» Dataset rows on where objects appear
----

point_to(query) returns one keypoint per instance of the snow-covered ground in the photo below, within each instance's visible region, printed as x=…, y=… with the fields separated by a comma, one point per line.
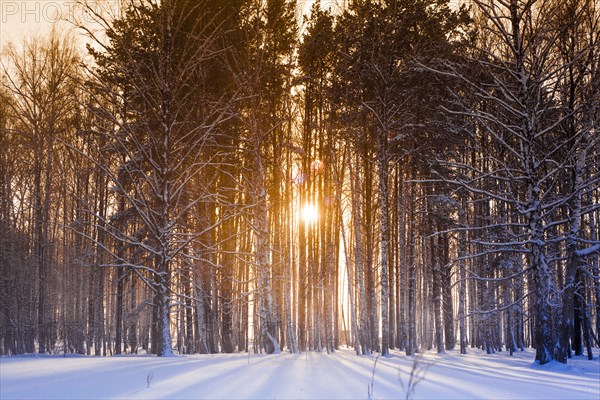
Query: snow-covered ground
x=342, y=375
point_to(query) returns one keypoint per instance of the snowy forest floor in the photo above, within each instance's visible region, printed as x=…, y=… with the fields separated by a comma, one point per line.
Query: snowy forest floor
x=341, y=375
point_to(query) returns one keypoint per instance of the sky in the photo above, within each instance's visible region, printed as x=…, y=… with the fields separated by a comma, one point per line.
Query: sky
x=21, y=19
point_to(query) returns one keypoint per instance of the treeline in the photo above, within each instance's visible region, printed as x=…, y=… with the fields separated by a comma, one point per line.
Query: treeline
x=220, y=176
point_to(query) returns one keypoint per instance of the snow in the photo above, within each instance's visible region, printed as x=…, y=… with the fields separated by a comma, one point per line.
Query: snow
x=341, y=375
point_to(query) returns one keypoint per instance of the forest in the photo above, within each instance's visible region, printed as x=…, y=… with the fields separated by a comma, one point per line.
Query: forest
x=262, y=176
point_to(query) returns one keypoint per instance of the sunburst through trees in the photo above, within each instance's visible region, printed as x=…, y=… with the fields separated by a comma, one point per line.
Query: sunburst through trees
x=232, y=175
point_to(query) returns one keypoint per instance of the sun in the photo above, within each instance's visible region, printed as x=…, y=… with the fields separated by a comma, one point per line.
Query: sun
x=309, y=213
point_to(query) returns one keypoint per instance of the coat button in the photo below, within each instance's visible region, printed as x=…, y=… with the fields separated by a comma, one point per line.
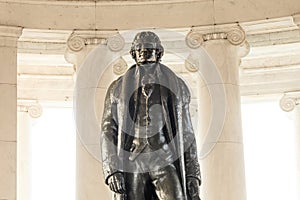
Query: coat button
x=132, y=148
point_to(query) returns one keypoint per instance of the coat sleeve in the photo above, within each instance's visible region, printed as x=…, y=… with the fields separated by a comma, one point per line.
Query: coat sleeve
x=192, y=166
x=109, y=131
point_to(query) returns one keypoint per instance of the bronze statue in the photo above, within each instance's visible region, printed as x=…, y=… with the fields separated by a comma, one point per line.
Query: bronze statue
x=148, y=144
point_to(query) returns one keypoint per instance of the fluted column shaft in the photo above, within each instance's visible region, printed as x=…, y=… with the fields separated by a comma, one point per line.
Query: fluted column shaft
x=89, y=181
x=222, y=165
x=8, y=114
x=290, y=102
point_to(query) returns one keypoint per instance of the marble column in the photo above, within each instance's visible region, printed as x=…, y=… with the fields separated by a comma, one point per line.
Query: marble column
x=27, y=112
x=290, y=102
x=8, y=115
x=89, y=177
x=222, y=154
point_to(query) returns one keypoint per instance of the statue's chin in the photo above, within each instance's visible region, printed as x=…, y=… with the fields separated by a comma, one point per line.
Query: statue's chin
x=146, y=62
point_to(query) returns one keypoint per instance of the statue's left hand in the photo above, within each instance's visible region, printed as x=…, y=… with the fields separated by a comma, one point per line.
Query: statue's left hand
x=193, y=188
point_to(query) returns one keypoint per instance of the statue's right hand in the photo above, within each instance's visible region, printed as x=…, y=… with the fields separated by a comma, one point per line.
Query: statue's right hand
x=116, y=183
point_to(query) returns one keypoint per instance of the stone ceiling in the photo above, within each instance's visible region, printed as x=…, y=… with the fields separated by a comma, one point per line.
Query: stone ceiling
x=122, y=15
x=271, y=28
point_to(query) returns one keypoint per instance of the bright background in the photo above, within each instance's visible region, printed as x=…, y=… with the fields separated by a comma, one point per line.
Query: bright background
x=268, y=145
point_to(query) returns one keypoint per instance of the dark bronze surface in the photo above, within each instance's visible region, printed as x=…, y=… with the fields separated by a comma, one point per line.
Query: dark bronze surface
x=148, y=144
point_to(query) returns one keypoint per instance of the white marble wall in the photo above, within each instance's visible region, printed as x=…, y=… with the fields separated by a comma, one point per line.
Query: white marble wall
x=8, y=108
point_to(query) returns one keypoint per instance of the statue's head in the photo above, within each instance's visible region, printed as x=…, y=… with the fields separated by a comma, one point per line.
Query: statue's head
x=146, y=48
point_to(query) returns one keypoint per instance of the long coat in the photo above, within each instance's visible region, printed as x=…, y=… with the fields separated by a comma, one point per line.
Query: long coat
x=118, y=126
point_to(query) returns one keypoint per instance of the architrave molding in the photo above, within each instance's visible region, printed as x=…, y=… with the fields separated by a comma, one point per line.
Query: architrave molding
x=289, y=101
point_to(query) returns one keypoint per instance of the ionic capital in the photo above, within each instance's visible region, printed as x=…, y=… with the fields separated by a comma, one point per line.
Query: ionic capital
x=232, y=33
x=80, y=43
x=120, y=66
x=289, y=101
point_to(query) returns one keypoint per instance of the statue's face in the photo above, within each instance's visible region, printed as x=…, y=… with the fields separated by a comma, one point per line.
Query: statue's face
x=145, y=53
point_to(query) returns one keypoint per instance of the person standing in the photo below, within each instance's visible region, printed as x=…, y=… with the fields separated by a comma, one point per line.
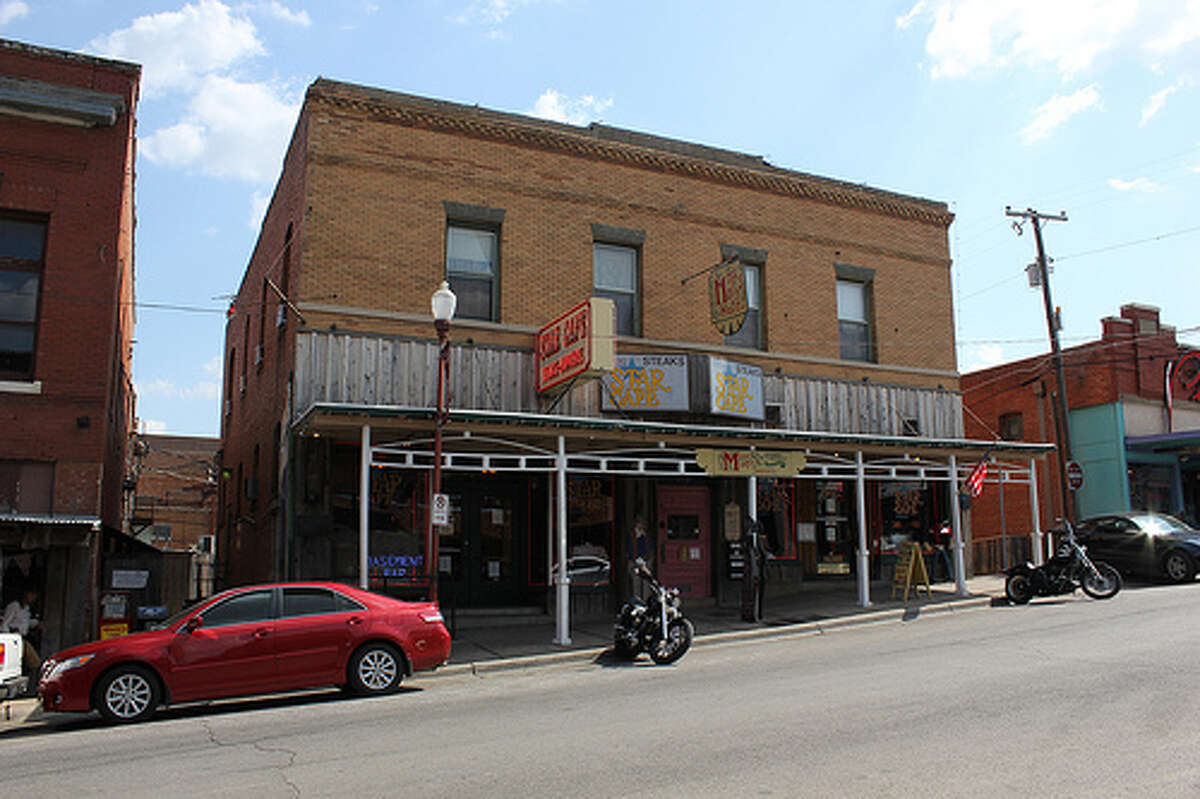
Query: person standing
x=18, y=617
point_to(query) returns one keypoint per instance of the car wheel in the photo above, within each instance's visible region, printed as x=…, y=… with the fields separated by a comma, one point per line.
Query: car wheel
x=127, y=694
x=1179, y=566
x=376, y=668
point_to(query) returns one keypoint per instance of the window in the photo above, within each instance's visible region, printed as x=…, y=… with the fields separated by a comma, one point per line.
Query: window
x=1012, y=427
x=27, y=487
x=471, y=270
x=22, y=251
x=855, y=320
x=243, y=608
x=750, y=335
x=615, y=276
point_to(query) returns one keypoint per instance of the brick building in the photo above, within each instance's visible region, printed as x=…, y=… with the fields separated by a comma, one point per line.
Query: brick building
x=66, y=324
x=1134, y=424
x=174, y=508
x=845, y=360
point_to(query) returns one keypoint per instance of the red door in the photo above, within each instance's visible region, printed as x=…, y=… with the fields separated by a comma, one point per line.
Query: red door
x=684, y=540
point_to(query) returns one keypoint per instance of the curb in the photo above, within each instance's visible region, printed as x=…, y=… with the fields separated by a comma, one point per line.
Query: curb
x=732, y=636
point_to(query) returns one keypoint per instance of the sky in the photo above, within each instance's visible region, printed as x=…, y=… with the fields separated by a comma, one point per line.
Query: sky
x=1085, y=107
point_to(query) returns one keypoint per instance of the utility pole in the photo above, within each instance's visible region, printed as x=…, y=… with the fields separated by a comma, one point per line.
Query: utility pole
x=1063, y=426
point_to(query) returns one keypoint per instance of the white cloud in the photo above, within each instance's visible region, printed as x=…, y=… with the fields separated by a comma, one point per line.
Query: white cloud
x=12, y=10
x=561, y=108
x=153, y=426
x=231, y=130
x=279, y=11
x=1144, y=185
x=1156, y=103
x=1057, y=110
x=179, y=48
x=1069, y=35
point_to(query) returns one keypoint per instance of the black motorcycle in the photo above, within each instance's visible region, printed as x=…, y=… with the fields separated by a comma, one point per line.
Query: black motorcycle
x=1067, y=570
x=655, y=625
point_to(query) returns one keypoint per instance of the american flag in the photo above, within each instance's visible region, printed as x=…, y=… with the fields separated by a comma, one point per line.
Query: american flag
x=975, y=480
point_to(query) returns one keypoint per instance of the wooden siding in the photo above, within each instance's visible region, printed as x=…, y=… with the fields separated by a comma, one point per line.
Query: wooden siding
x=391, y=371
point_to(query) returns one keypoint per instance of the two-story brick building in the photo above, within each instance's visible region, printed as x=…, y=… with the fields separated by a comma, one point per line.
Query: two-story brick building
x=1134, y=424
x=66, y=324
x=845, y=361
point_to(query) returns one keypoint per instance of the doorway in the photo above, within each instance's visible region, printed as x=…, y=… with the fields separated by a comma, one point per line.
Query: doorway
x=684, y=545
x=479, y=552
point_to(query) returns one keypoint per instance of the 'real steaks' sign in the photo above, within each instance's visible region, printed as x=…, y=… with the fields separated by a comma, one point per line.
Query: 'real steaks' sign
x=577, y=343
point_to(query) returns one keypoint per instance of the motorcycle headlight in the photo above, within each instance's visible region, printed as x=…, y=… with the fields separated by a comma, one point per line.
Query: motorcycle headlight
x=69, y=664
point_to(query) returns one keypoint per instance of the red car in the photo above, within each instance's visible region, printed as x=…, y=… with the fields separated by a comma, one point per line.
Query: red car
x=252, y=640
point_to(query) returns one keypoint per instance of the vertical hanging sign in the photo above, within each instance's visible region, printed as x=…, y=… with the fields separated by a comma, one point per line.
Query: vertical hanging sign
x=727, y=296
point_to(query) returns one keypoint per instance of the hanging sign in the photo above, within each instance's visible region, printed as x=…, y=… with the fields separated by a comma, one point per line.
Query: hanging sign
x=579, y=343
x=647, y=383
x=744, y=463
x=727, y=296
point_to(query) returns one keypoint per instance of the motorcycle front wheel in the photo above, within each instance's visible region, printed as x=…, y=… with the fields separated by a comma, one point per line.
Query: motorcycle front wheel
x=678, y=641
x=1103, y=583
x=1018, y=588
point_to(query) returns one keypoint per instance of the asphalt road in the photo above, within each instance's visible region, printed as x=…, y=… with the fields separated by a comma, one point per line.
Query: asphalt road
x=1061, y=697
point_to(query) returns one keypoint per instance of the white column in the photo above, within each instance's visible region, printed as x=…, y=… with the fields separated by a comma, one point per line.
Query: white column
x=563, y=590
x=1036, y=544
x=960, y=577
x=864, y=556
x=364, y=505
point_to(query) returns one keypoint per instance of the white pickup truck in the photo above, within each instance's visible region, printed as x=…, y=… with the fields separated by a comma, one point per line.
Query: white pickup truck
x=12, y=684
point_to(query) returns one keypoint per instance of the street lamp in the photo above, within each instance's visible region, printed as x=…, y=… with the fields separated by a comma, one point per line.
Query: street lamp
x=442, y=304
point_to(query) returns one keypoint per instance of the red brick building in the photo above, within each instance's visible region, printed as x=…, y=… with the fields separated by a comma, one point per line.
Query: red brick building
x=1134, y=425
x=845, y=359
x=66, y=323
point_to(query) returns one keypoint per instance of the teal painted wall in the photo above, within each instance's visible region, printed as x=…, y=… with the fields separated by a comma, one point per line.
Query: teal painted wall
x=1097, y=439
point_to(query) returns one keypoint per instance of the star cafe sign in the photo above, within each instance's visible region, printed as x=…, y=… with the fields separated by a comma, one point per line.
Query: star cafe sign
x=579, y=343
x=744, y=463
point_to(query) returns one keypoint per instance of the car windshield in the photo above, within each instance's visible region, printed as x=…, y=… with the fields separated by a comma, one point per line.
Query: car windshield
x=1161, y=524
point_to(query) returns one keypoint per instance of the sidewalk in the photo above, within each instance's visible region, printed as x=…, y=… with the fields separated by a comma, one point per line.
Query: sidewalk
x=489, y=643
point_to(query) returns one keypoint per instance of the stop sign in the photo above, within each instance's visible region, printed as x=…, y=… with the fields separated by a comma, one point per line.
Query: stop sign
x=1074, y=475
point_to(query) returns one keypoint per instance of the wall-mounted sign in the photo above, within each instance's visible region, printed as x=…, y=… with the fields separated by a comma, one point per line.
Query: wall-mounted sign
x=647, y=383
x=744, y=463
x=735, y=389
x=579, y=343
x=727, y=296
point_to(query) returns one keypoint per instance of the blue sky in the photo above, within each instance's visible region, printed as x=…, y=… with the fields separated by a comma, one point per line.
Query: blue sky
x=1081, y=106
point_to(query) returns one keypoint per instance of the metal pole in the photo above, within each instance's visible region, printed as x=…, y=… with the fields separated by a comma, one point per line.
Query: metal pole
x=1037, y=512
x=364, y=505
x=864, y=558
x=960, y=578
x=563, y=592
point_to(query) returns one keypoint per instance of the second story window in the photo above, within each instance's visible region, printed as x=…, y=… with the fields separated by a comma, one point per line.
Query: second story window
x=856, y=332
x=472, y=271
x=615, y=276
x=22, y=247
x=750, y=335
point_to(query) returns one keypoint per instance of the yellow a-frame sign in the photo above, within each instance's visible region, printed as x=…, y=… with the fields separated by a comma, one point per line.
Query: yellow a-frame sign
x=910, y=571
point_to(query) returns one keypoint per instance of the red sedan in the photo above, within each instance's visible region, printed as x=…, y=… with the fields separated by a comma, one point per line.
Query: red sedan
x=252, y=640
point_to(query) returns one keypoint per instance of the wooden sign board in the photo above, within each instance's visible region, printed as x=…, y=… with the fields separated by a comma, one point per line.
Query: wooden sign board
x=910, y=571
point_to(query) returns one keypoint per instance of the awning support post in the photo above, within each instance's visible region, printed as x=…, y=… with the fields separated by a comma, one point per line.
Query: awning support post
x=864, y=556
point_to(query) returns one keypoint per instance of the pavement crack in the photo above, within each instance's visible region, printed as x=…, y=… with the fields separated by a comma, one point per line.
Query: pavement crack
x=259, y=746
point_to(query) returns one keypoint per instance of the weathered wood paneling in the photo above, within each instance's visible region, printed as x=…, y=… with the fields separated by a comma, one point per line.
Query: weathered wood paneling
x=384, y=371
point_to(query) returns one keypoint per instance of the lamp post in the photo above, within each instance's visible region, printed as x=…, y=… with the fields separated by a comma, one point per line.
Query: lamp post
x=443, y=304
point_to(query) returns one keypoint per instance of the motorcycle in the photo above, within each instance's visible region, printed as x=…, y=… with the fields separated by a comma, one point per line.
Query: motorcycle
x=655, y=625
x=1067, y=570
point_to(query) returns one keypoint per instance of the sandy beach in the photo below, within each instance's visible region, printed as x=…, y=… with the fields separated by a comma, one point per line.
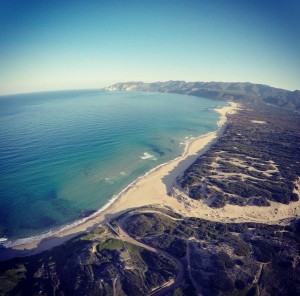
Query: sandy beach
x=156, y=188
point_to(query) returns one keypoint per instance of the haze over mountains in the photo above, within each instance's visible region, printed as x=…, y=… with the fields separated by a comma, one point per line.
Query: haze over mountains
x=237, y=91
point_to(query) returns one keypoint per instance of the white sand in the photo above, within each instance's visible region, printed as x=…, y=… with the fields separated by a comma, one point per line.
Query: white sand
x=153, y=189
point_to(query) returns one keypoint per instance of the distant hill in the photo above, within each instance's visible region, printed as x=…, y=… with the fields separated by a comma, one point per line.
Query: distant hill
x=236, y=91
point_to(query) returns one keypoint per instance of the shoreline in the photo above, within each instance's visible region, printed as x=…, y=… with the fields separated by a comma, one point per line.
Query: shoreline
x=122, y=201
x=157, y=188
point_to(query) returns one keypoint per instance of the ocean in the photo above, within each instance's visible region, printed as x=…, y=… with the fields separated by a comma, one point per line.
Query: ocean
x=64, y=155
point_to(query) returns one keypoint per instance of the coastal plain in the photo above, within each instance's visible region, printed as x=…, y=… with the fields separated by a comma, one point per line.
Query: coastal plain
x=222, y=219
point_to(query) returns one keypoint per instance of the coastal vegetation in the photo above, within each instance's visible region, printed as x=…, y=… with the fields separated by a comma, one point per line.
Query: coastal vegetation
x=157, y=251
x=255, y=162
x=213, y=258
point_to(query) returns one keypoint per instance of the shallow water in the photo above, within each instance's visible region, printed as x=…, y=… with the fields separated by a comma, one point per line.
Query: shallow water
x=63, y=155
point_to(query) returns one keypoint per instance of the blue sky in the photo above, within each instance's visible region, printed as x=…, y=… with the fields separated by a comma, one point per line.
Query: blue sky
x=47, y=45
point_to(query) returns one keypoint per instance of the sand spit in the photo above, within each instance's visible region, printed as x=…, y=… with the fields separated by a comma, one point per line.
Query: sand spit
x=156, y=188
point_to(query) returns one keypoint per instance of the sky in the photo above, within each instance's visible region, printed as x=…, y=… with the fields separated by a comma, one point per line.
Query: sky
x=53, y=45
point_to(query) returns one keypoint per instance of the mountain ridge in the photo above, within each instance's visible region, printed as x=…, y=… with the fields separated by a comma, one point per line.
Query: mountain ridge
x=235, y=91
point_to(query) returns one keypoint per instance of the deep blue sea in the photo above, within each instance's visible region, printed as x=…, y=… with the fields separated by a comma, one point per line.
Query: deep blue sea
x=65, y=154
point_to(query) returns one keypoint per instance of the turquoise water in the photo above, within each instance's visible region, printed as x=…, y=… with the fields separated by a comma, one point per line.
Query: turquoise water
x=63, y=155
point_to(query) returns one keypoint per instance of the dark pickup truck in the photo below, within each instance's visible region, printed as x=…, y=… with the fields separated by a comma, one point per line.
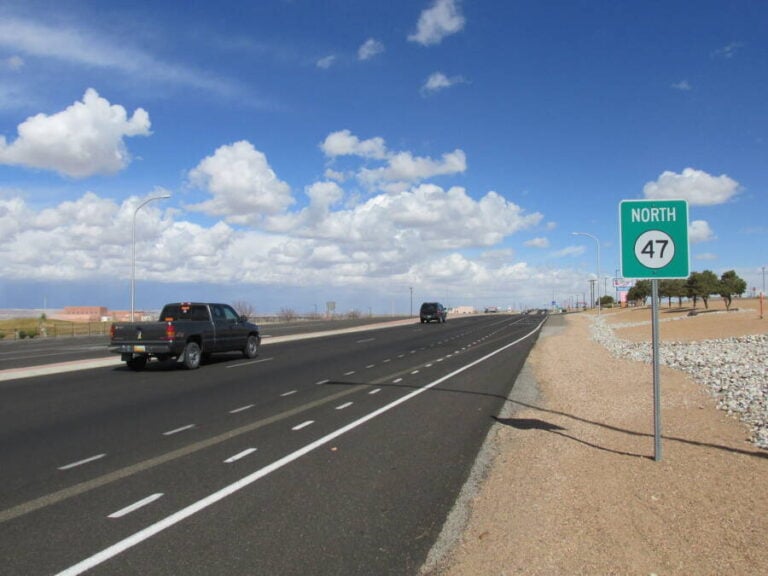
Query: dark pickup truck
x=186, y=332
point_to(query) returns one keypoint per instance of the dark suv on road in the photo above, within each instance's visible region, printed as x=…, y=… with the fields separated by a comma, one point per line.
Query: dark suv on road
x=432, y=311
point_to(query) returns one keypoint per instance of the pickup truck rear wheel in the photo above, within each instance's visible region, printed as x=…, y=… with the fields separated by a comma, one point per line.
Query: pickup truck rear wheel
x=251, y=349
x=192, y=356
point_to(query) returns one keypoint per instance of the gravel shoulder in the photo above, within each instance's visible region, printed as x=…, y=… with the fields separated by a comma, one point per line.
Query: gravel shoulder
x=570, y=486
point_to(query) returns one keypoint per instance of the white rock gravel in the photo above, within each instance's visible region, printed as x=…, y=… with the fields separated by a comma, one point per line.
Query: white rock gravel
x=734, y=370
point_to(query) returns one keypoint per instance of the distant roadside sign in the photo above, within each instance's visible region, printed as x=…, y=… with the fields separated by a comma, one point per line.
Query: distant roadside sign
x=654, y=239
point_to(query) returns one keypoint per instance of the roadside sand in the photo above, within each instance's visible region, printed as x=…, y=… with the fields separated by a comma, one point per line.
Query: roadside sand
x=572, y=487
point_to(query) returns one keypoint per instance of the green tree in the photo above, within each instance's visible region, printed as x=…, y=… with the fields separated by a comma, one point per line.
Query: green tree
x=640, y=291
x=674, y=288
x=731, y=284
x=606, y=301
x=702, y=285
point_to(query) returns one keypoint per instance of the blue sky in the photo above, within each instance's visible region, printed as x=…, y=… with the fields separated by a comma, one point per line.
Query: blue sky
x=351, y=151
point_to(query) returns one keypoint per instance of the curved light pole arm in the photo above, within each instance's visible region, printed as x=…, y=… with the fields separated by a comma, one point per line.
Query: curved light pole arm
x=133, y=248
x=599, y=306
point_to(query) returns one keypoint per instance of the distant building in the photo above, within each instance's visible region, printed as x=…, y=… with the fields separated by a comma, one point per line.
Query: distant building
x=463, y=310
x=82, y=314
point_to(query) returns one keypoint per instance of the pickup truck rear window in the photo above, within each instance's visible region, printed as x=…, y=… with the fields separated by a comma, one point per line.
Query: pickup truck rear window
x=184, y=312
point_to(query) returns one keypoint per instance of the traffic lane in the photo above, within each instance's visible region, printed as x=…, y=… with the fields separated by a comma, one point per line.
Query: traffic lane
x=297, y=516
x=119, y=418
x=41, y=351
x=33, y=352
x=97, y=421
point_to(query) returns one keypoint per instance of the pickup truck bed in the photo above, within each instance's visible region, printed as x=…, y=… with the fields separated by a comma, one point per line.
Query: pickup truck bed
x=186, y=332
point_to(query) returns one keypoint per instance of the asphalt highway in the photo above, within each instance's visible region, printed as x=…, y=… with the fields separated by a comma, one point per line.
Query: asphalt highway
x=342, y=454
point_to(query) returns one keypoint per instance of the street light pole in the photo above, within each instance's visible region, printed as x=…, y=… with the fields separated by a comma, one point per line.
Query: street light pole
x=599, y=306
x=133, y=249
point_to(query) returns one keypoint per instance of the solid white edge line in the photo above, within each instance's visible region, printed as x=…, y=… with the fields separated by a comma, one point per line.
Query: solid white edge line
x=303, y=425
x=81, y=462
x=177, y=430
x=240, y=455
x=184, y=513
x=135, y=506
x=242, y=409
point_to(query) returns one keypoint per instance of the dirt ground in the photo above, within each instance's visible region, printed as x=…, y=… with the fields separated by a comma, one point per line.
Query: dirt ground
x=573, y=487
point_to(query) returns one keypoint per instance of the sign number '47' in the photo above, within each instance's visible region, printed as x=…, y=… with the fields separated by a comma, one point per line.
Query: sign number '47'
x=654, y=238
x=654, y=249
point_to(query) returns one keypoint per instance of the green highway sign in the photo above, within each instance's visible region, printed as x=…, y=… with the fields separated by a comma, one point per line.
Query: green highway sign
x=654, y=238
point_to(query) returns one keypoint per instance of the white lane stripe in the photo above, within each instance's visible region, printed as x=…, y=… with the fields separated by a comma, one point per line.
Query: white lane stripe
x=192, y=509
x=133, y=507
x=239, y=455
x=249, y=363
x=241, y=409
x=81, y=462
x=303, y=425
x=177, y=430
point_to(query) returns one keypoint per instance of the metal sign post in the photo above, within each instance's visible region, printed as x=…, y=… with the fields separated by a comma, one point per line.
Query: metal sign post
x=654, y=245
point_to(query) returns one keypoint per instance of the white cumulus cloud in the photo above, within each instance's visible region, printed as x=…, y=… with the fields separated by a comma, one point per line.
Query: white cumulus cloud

----

» Problem statement
Convert everything from the start of the rows down to and including the line containing "x=220, y=176" into a JSON list of strings, one per line, with blank lines left out. Leave the pictures out of the answer.

» Output of the exercise
[
  "point_to(query) returns one keypoint per instance of the snow-covered ground in the photo below, within each instance's visible region, printed as x=…, y=… with the fields separated by a comma, one point per line.",
  "Query: snow-covered ground",
  "x=342, y=375",
  "point_to(query) returns one keypoint per instance of the snowy forest floor in the photo above, within each instance's visible region, printed as x=…, y=… with the fields separated by a comma, one point per line.",
  "Query: snowy forest floor",
  "x=341, y=375",
  "point_to(query) returns one keypoint per instance of the sky in the photo above, within each instance's visible region, printed as x=…, y=… with the fields separated by a comma, one point per line.",
  "Query: sky",
  "x=21, y=19",
  "point_to(query) returns one keypoint per instance of the treeline in the photo above, within each instance's visible region, printed as x=…, y=… with the fields separated by a comma, one point per line.",
  "Query: treeline",
  "x=220, y=176"
]